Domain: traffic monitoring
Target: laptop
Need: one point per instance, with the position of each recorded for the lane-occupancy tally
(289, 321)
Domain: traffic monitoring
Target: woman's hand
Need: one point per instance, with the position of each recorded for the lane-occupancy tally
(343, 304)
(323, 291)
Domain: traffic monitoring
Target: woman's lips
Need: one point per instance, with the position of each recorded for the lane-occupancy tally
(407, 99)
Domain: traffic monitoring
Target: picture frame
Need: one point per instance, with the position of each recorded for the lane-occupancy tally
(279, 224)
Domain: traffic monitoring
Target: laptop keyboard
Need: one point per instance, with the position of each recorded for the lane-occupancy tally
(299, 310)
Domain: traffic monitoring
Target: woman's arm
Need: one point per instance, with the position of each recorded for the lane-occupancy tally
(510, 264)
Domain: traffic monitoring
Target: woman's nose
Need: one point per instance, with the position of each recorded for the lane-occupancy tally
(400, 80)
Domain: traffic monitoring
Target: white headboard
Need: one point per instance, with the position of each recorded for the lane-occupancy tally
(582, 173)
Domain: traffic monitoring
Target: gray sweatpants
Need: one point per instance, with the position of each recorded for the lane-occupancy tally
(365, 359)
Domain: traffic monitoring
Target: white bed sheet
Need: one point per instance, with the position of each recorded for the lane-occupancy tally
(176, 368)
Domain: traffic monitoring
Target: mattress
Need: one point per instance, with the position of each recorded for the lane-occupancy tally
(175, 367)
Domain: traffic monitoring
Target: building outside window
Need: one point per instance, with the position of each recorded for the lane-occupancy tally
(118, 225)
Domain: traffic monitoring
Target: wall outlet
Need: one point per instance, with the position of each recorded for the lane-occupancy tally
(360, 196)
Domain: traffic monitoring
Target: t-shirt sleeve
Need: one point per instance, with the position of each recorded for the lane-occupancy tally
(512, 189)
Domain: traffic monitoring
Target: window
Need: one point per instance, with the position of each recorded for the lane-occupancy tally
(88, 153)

- _Aim of the exercise_: Reproduce the material above, every line of it, exactly.

- _Answer to this problem_:
Domain: traffic monitoring
Target: laptop
Need: one point per instance, with the position of each recorded for the lane-occupancy tally
(289, 321)
Domain: traffic monitoring
Target: woman's hand
Need: one point per instance, with the position of each recorded for the lane-occupancy tally
(343, 304)
(323, 291)
Domain: traffic monitoring
Target: woman's lips
Need: one point per instance, with the position of each recorded for the lane-occupancy tally
(407, 99)
Domain: traffic monitoring
Target: picture frame
Need: one point per instance, with the position of each recorded for the lane-occupancy tally
(279, 224)
Domain: traffic monitoring
Target: laptop keyboard
Need: one point per instance, with the position of each recorded for the lane-occupancy tally
(299, 310)
Domain: traffic monitoring
Target: woman's arm
Need: one point per instance, with the position of each recorded for the lane-occupancy tally
(510, 264)
Domain: traffic monitoring
Target: woman's nose
Need: one point per instance, with the position of each recorded for the lane-occupancy tally
(400, 80)
Domain: traffic monitoring
Target: white headboard
Need: one point per instance, with the position of each recorded for the lane-occupancy tally
(582, 173)
Domain: traffic monitoring
Target: gray sweatpants
Need: one point per instance, with the position of each recorded for the lane-occupancy tally
(365, 359)
Domain: traffic monitoring
Target: white bed sheet
Need: one point per instance, with the position of each recorded for the lane-occupancy tally
(176, 368)
Domain: traffic monitoring
Target: mattress
Need: one point per instance, with the position of each recorded for the lane-occupancy tally
(175, 367)
Domain: traffic monitoring
Target: building outside window
Need: one point per instance, with the position of each recorded for the lane-occupancy tally
(118, 225)
Domain: traffic monitoring
Target: wall outlet
Need: one point per instance, with the position of each recorded for the lane-occupancy tally
(360, 196)
Domain: traffic monitoring
Target: t-shirt sleeve
Need: one point per instance, with the position of each recorded for the lane-occupancy tally
(512, 189)
Domain: traffic monitoring
Target: window
Need: one point per instance, with the position of each recorded for the lane-occupancy tally
(88, 153)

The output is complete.